SUPPLIED MATERIAL -
— Begin —

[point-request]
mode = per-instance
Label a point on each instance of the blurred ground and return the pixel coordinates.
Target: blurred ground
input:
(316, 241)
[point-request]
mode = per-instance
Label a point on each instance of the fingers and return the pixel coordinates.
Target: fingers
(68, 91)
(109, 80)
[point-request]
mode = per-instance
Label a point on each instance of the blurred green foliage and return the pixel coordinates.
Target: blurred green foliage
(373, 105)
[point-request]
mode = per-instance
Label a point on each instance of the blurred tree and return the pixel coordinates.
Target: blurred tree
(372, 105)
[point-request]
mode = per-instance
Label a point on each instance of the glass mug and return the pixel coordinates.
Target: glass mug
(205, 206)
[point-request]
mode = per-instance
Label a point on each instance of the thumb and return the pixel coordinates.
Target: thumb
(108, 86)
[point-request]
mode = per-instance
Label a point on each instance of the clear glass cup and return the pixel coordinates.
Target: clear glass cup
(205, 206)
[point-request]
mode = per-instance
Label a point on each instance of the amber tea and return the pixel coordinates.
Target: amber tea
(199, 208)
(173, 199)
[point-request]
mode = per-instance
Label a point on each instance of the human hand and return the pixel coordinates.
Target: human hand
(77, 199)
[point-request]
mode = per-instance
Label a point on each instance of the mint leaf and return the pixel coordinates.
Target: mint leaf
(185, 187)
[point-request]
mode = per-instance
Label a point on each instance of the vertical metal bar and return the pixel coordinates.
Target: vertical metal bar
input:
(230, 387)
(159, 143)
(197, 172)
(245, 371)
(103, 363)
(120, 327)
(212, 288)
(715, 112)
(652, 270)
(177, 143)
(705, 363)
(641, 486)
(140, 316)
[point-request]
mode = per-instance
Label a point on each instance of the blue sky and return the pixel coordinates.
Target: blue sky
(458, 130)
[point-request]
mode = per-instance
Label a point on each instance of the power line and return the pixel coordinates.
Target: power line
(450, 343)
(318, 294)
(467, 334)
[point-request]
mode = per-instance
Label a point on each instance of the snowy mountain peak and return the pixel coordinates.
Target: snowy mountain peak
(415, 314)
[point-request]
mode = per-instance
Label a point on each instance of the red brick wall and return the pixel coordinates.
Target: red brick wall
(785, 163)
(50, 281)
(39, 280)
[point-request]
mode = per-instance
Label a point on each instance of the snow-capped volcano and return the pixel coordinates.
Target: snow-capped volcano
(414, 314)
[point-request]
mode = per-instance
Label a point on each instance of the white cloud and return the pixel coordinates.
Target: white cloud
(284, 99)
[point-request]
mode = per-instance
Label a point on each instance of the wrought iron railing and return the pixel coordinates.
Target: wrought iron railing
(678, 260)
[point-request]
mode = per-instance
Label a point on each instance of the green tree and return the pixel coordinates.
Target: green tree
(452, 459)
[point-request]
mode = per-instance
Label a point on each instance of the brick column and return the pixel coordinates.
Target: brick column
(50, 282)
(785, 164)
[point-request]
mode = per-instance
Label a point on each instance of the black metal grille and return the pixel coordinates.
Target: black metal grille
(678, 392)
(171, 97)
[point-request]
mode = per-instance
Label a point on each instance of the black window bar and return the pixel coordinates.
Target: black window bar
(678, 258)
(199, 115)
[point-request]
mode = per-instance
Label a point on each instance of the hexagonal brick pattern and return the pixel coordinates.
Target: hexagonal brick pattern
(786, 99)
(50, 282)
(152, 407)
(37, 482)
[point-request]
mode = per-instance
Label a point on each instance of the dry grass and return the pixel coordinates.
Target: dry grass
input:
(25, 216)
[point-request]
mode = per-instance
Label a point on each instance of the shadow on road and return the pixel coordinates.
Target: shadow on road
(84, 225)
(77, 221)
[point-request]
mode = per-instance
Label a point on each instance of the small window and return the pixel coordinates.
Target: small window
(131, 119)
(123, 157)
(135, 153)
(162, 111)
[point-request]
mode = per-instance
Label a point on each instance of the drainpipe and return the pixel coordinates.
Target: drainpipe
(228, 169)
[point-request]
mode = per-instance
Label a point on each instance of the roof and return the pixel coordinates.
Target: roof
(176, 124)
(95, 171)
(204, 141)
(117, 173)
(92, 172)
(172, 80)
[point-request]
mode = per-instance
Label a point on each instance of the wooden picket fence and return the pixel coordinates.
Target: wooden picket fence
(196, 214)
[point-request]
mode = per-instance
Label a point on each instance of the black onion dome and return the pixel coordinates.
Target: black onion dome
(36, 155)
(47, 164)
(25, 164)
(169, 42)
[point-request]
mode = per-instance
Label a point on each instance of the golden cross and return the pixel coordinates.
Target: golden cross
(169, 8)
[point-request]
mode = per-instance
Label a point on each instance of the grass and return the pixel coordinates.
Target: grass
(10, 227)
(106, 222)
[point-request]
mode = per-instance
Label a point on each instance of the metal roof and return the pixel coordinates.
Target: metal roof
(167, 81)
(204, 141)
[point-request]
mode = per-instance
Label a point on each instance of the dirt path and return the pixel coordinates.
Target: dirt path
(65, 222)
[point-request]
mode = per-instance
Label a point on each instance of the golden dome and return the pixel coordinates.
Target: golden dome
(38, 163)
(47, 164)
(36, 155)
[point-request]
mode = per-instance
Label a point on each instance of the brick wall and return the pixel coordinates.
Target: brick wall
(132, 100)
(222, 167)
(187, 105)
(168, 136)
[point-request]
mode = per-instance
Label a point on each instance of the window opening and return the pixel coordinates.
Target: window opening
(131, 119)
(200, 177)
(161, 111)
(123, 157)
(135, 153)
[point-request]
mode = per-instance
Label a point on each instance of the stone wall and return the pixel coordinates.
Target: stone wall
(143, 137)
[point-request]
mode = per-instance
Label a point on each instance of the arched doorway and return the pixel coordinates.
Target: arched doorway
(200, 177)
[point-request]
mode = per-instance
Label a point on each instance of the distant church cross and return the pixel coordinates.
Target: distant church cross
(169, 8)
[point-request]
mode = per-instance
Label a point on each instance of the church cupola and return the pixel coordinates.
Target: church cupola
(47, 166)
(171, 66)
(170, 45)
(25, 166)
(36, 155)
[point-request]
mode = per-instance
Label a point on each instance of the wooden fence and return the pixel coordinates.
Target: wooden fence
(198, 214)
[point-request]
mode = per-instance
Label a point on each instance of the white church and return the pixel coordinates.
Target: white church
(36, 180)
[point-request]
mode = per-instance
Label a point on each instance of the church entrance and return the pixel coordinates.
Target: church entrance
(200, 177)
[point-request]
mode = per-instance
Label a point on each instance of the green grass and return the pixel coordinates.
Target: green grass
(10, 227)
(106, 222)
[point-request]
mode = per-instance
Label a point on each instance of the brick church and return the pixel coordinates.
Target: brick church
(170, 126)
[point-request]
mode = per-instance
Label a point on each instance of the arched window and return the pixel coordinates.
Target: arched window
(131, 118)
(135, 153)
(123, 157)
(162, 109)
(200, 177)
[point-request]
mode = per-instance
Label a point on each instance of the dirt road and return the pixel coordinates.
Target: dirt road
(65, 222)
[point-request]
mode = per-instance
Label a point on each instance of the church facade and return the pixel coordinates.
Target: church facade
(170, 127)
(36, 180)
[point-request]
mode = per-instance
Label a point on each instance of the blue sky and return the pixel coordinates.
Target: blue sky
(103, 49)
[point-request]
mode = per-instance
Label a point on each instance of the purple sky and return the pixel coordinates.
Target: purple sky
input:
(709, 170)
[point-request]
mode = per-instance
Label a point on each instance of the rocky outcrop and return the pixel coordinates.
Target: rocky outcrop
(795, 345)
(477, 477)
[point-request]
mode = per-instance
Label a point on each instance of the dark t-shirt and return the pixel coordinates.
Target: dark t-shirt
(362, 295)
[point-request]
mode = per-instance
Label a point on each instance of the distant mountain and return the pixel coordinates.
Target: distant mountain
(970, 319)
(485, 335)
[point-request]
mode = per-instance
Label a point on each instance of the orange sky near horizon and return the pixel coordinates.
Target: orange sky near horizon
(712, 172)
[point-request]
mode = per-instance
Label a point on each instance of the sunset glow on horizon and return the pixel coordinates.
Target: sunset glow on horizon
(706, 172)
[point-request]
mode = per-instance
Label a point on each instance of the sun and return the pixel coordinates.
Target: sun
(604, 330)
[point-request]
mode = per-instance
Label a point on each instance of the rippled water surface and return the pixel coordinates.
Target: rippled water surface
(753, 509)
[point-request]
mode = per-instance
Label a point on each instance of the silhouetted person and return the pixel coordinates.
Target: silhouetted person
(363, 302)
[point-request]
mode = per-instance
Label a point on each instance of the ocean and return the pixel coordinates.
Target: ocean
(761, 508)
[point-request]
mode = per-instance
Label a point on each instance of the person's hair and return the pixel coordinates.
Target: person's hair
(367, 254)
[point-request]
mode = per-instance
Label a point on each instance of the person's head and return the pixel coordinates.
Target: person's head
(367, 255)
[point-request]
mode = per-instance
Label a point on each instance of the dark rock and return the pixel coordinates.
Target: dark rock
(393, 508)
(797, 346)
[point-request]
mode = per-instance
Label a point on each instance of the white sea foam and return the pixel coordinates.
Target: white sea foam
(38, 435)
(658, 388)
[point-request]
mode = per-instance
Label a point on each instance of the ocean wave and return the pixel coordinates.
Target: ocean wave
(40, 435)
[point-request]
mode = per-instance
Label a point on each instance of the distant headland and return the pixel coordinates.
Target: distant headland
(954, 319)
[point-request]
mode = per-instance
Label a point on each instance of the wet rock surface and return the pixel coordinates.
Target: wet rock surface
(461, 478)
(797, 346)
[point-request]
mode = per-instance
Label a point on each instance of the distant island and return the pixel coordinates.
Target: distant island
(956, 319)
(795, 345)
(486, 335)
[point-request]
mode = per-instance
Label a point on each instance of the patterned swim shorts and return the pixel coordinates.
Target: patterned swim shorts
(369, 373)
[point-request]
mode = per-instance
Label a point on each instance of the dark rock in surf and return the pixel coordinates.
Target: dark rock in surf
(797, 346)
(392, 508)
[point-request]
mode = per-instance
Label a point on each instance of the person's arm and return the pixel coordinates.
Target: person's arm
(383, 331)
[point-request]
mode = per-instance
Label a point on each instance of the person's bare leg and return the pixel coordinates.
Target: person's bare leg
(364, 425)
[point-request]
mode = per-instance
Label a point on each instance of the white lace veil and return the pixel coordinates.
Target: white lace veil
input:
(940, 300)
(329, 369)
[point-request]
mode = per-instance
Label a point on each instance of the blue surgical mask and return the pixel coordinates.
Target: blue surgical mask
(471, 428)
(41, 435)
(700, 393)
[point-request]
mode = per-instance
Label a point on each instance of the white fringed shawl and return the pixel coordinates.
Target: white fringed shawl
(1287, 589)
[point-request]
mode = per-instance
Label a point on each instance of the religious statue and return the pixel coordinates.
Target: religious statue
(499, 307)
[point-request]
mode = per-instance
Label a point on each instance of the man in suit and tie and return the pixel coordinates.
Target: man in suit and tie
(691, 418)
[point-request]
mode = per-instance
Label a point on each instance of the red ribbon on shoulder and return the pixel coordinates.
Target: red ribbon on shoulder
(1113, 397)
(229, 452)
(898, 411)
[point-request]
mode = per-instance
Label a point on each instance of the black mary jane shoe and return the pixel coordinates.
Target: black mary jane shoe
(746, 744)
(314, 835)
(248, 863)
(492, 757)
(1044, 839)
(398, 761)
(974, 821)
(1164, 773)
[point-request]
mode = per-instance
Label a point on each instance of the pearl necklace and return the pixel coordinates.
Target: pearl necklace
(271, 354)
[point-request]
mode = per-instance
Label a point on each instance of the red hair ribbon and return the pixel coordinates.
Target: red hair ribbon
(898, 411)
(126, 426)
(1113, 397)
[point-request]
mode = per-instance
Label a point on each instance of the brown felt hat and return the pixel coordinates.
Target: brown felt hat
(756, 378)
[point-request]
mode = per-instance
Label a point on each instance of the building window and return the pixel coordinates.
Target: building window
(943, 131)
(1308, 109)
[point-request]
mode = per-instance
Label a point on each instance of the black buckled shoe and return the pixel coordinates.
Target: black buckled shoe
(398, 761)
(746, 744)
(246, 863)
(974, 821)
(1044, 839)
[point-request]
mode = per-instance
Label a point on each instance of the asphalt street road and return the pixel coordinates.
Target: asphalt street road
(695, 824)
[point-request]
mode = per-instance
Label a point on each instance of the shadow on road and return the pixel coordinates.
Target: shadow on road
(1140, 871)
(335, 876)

— End —

THE TASK -
How many lines in the items above contain the string "horizon", with case counting? Reply with the number alone.

WRITTEN SOLUTION -
4